RECORDS SHOWN ::
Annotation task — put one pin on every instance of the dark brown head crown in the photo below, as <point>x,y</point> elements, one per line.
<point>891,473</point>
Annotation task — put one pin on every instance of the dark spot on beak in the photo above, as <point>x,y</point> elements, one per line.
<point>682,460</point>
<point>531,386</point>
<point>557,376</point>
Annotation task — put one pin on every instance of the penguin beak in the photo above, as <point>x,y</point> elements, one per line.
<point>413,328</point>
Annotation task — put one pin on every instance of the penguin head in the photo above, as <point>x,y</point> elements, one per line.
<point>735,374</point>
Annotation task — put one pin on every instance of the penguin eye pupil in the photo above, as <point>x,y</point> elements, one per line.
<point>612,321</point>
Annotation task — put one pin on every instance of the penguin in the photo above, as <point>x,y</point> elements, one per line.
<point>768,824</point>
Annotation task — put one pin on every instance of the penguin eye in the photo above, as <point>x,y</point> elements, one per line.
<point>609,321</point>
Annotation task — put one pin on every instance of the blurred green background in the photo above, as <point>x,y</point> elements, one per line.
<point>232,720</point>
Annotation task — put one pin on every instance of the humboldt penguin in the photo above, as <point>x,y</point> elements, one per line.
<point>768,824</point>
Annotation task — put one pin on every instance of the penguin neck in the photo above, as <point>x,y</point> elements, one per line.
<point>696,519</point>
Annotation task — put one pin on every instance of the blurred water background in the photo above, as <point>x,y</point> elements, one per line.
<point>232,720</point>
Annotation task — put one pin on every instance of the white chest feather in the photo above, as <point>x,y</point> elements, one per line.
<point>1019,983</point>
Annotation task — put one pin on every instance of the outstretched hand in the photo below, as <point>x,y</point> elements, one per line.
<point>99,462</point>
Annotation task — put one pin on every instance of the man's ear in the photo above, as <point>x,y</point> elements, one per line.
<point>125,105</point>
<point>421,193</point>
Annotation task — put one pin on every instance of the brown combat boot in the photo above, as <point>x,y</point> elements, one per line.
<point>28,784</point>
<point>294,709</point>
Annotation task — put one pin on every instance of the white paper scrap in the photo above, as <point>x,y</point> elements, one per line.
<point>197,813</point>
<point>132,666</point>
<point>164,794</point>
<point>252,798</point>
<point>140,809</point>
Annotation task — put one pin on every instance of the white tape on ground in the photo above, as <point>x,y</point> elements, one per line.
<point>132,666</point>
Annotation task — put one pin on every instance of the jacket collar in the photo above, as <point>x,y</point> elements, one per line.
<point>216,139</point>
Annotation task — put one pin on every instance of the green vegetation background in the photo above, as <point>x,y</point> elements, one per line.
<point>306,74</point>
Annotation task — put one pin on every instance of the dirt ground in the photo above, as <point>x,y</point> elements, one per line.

WHAT IS NEEDED ::
Shift every x and y coordinate inside the points by 59, rewriting each line of the records from the line with "the penguin neck" up to and including the line with "<point>1019,983</point>". Give only those lines.

FINISHED EXERCISE ::
Annotation task — put one pin on every instance of the penguin neck in the photo above, as <point>x,y</point> elements, one per line.
<point>755,578</point>
Annotation task — put one pin on every instance of the blurred water background in the photo above, as <point>x,y</point> elements, one per line.
<point>291,779</point>
Annotation task — put one pin on every instance of the white chest feather in the photo above, as <point>x,y</point> elements, one per line.
<point>1078,1042</point>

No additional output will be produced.